TEXT:
BEGIN
I was sitting in the Barbican Centre on Friday evening when the push notification came through my phone. Kate has got cancer. I picked up my phone, rolled my eyes, and continued what I was doing. A moment later, two teenagers sat down next to me, loudly discussing the news. It went like this:
Girl: ‘Oh my god she’s got cancer. That’s so sad. Maybe we shouldn’t have been so mean about her.’
Boy: ‘I know.’
Girl: ‘So she didn’t have a hysterectomy then?’
Boy: ‘Well why not? She could have had a hysterectomy and then they found the cancer.’
Girl: ‘Yeah so true, good point.’
I looked around me, my mouth hanging open ever so slightly, trying to convince myself that this wasn’t happening. That conversations like this only happened in corners of social media where people are obviously stupid. Not sane, average, everyday-looking people sitting next to me in the Barbican Centre in Central London. I was also doing my utmost to mind my business and not throw my laptop across the foyer at these two teenagers, because in that moment, I hated everyone. The people on social media, the people stupid enough to believe the people on social media, and the people I share an industry with; the media.
Let me be absolutely clear here; this isn’t about Kate. She has no impact on my life, I don’t know her. She’s as distant and inconsequential to me as the woman I passed on the street last week. A stranger. A nobody to me. This is about our responsibility, both in the media and as consumers of media.
END
MATERIAL SHOWN:
BEGIN
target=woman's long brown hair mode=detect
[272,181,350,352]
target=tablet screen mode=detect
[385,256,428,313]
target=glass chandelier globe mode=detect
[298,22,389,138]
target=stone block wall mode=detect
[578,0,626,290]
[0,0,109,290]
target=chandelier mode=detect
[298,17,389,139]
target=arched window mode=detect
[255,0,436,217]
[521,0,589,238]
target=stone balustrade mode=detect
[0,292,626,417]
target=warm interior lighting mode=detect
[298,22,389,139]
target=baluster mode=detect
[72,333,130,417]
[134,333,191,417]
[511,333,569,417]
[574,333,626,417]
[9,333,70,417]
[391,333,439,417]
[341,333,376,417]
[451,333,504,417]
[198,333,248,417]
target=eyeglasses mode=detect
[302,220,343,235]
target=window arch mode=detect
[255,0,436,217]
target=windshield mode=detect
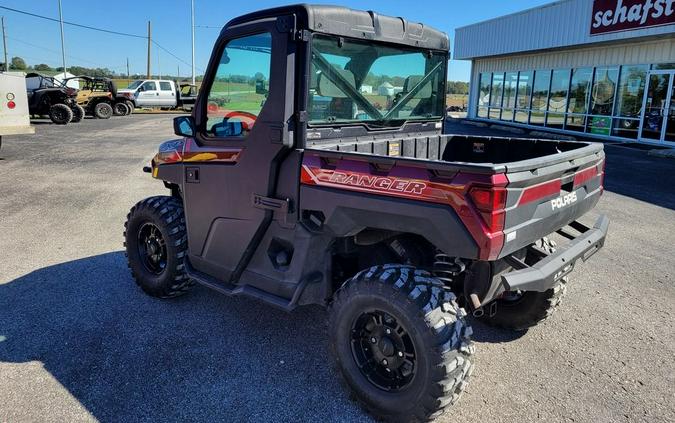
[308,34,447,126]
[127,79,143,90]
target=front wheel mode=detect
[329,264,474,422]
[70,103,84,122]
[124,196,192,298]
[113,102,129,116]
[49,103,73,125]
[94,103,113,119]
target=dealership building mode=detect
[454,0,675,146]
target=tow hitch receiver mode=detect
[502,215,609,292]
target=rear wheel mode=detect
[480,238,568,330]
[113,103,129,116]
[124,196,192,298]
[94,103,113,119]
[49,103,73,125]
[329,264,474,422]
[70,104,84,122]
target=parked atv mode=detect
[26,73,84,125]
[64,76,131,119]
[124,5,609,422]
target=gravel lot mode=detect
[0,115,675,422]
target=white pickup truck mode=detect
[117,79,178,109]
[0,72,35,152]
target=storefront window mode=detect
[588,67,619,136]
[530,70,551,125]
[478,73,492,118]
[565,68,593,132]
[502,72,518,121]
[591,67,619,116]
[514,71,533,123]
[612,65,649,139]
[546,69,570,129]
[490,73,504,119]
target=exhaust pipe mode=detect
[469,293,485,317]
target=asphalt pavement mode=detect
[0,114,675,422]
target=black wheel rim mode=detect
[52,107,66,122]
[138,223,167,275]
[351,310,417,392]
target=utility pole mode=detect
[59,0,68,73]
[191,0,195,85]
[2,16,9,72]
[147,21,152,79]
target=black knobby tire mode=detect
[113,103,128,116]
[329,264,474,422]
[124,196,193,298]
[480,238,568,331]
[94,103,113,119]
[49,103,73,125]
[70,104,85,123]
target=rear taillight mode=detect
[469,186,506,233]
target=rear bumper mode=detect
[502,215,609,292]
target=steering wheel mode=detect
[223,111,258,131]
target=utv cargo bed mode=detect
[303,134,605,260]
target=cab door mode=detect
[183,17,295,283]
[159,81,176,107]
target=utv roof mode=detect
[225,4,450,51]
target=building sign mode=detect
[591,0,675,35]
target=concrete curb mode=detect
[647,148,675,159]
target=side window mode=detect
[142,81,157,91]
[206,33,272,138]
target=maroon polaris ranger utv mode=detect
[125,6,608,421]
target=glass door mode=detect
[663,81,675,144]
[640,72,675,142]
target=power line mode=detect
[0,6,204,73]
[7,36,124,69]
[0,6,148,39]
[152,40,204,73]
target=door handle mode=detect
[185,167,199,184]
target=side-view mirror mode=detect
[173,116,195,137]
[255,79,269,95]
[212,119,244,137]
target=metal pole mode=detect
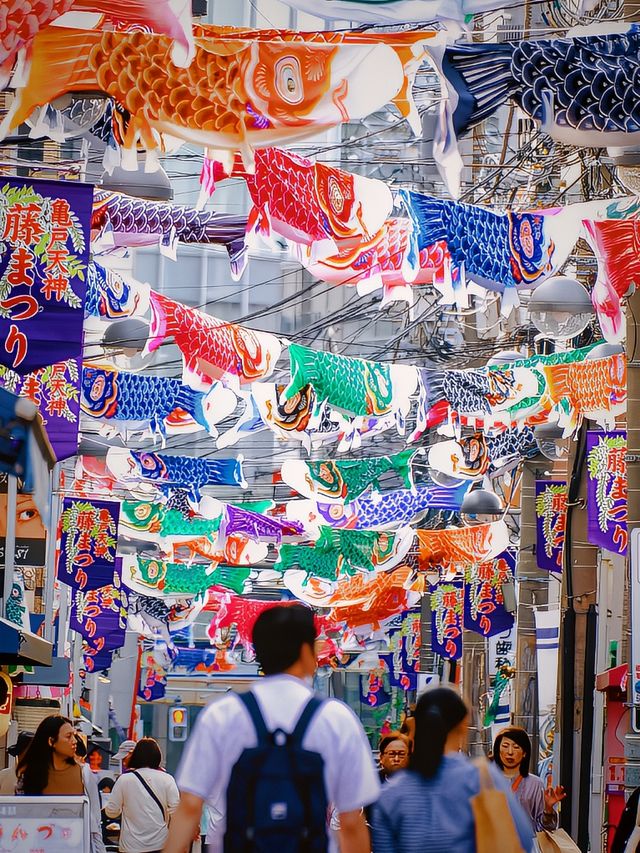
END
Can you repeat the stretch of the text about Kate's cancer news from "Let me be absolutely" through "consumers of media.", swapping "street" for "road"?

Let me be absolutely clear here; this isn’t about Kate. She has no impact on my life, I don’t know her. She’s as distant and inconsequential to me as the woman I passed on the road last week. A stranger. A nobody to me. This is about our responsibility, both in the media and as consumers of media.